** start of Source material **

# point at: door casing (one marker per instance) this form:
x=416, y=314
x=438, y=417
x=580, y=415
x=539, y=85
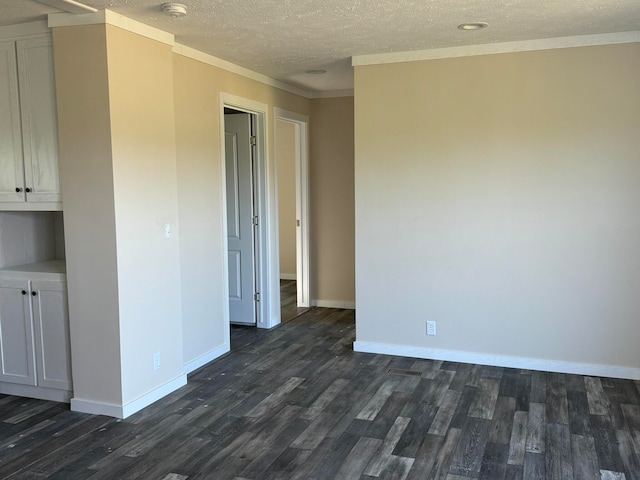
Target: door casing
x=301, y=124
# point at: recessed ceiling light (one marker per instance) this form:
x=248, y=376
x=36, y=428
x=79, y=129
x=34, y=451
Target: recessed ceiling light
x=174, y=9
x=473, y=26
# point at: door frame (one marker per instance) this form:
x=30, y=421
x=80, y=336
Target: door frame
x=267, y=275
x=301, y=124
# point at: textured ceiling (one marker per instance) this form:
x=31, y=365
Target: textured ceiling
x=283, y=38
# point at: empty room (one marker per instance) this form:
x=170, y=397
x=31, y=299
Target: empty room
x=201, y=269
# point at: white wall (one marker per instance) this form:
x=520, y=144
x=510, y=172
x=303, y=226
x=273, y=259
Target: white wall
x=499, y=196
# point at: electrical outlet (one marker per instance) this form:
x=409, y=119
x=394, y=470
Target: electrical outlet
x=156, y=361
x=431, y=327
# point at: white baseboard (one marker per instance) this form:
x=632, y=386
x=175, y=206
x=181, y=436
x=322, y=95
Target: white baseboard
x=124, y=411
x=589, y=369
x=202, y=360
x=333, y=304
x=31, y=391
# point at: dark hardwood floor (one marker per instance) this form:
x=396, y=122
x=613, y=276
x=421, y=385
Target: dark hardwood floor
x=288, y=301
x=298, y=403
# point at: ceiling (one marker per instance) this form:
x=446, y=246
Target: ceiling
x=284, y=38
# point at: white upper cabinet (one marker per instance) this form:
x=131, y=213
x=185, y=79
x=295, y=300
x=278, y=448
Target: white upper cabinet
x=11, y=163
x=29, y=178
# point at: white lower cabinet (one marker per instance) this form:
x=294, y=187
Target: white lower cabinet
x=34, y=333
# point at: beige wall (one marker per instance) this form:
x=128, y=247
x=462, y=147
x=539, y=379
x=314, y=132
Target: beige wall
x=499, y=196
x=285, y=144
x=197, y=88
x=118, y=173
x=145, y=199
x=332, y=202
x=86, y=177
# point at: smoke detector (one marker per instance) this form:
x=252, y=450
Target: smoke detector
x=174, y=9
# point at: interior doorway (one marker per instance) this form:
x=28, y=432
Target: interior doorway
x=266, y=295
x=242, y=239
x=292, y=128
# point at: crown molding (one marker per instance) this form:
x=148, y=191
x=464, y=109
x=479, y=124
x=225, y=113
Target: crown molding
x=194, y=54
x=111, y=18
x=332, y=93
x=495, y=48
x=23, y=29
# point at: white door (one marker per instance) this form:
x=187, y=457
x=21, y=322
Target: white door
x=16, y=333
x=240, y=218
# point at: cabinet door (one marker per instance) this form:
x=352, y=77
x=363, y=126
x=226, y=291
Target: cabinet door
x=11, y=165
x=51, y=324
x=16, y=333
x=39, y=119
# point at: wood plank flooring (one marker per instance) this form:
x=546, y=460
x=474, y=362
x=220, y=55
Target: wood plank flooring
x=297, y=403
x=289, y=301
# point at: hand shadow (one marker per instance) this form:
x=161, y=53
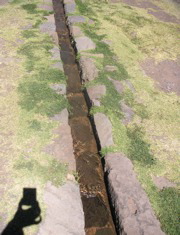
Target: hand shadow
x=28, y=213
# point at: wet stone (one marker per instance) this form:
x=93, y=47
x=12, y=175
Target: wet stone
x=84, y=44
x=55, y=53
x=87, y=168
x=58, y=65
x=131, y=203
x=95, y=93
x=50, y=18
x=67, y=57
x=104, y=129
x=70, y=8
x=76, y=31
x=76, y=19
x=128, y=113
x=89, y=70
x=60, y=89
x=78, y=105
x=96, y=212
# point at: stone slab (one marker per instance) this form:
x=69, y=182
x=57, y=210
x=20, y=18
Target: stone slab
x=104, y=129
x=55, y=53
x=64, y=213
x=76, y=31
x=84, y=44
x=132, y=206
x=70, y=8
x=95, y=93
x=89, y=70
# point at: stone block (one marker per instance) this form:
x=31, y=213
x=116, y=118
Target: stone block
x=104, y=129
x=84, y=44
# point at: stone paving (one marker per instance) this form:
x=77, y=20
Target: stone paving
x=64, y=213
x=131, y=204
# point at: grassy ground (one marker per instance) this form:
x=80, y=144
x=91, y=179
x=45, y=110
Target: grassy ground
x=27, y=103
x=151, y=139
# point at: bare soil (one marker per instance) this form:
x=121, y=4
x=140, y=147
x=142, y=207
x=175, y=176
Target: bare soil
x=166, y=74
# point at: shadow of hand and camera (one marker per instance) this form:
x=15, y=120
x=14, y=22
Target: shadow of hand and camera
x=28, y=213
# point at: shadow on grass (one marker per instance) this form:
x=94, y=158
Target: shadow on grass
x=27, y=214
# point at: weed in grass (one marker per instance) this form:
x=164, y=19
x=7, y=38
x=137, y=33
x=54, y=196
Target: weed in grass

** end of Source material **

**Aim of the exercise:**
Write out all the records again, exactly, minus any pictures.

**Completed exercise:**
# point at: door casing (one marker per instance) this form:
x=416, y=314
x=438, y=417
x=580, y=415
x=539, y=85
Target: door casing
x=301, y=124
# point at: recessed ceiling light (one marker per instance) this form:
x=248, y=376
x=36, y=428
x=79, y=129
x=34, y=451
Target: recessed ceiling light
x=174, y=9
x=473, y=26
# point at: door frame (one marker per instance) this form:
x=30, y=421
x=80, y=336
Target: door frame
x=267, y=275
x=301, y=124
# point at: textured ceiling (one marker per instance) this form:
x=31, y=365
Target: textured ceiling
x=283, y=38
# point at: empty room (one marker per instance) this form:
x=170, y=397
x=31, y=299
Target: empty room
x=201, y=269
# point at: white wall (one marker per instance) this form:
x=520, y=144
x=510, y=172
x=303, y=226
x=273, y=259
Target: white wall
x=499, y=196
# point at: electrical outlet (one marker per instance) this form:
x=409, y=119
x=394, y=470
Target: electrical outlet
x=156, y=361
x=431, y=327
# point at: white baseboard (one marker per instance) this form:
x=632, y=386
x=175, y=206
x=181, y=436
x=322, y=95
Target: white baseboard
x=124, y=411
x=589, y=369
x=202, y=360
x=333, y=304
x=31, y=391
# point at: dark hardwood floor (one marker per instance) this form:
x=396, y=122
x=613, y=276
x=421, y=385
Target: dark hardwood floor
x=288, y=301
x=298, y=403
# point at: ceiling (one marker per instance) this form:
x=446, y=246
Target: ceiling
x=284, y=38
# point at: white upper cabinet (one marker per instance) this form:
x=131, y=213
x=185, y=79
x=295, y=300
x=278, y=448
Target: white upper cabinet
x=11, y=163
x=29, y=178
# point at: white lower cabinet (one marker per instance) this form:
x=294, y=187
Target: white lower cabinet
x=34, y=333
# point at: beige wall (one marker per instance) this form:
x=128, y=247
x=462, y=147
x=539, y=379
x=314, y=132
Target: beige wall
x=499, y=196
x=285, y=144
x=197, y=88
x=118, y=173
x=145, y=199
x=332, y=202
x=86, y=177
# point at: smoke detector (one marker per instance) this form:
x=252, y=450
Target: smoke detector
x=174, y=9
# point at: interior doorway (one marker per instance) this form:
x=28, y=432
Target: interior doorway
x=266, y=295
x=242, y=239
x=292, y=128
# point at: crown molding (one marker per instance) this form:
x=148, y=191
x=464, y=109
x=479, y=124
x=225, y=113
Target: crown molding
x=194, y=54
x=111, y=18
x=332, y=93
x=495, y=48
x=23, y=29
# point at: white door (one marker per instance) this form:
x=187, y=457
x=21, y=322
Target: white door
x=16, y=333
x=240, y=218
# point at: cabinet door (one marker per instance) this form:
x=352, y=77
x=363, y=126
x=226, y=291
Target: cabinet door
x=11, y=165
x=51, y=324
x=16, y=333
x=39, y=119
# point at: wood plank flooring (one marker per instance) this form:
x=546, y=460
x=474, y=362
x=220, y=55
Target: wood plank flooring
x=297, y=403
x=289, y=301
# point at: hand shadow (one marker per instance) this form:
x=161, y=53
Target: hand shadow
x=28, y=213
# point at: wet stone (one marker per instance) this form:
x=93, y=47
x=12, y=175
Target: wet stone
x=84, y=44
x=55, y=53
x=87, y=168
x=58, y=65
x=131, y=203
x=95, y=93
x=50, y=18
x=67, y=57
x=104, y=129
x=70, y=8
x=76, y=31
x=76, y=19
x=128, y=113
x=89, y=70
x=60, y=89
x=78, y=105
x=96, y=212
# point at: stone slab (one marker per instance) this form:
x=69, y=182
x=57, y=210
x=20, y=18
Target: stone slab
x=104, y=129
x=55, y=53
x=64, y=213
x=76, y=31
x=84, y=44
x=132, y=206
x=70, y=8
x=95, y=93
x=89, y=70
# point at: stone block (one marker per instance) this form:
x=31, y=213
x=116, y=118
Target: stone block
x=104, y=129
x=84, y=44
# point at: stone paving (one marker per instance) this form:
x=77, y=20
Target: stone paving
x=64, y=213
x=131, y=204
# point at: grassy ground (one marker per instance) this form:
x=80, y=144
x=91, y=179
x=45, y=110
Target: grassy ground
x=27, y=103
x=151, y=139
# point at: bare soil (one marker per instance) this form:
x=121, y=4
x=140, y=147
x=142, y=207
x=175, y=176
Target: bare soil
x=166, y=74
# point at: shadow of hand and camera (one marker per instance) this form:
x=15, y=120
x=14, y=22
Target: shadow of hand and camera
x=28, y=213
# point at: shadow on grass (one marker per instance) this form:
x=94, y=158
Target: shadow on grass
x=27, y=214
# point at: weed in grass (one marker per instance) this form:
x=164, y=19
x=7, y=38
x=137, y=33
x=54, y=196
Target: weed in grass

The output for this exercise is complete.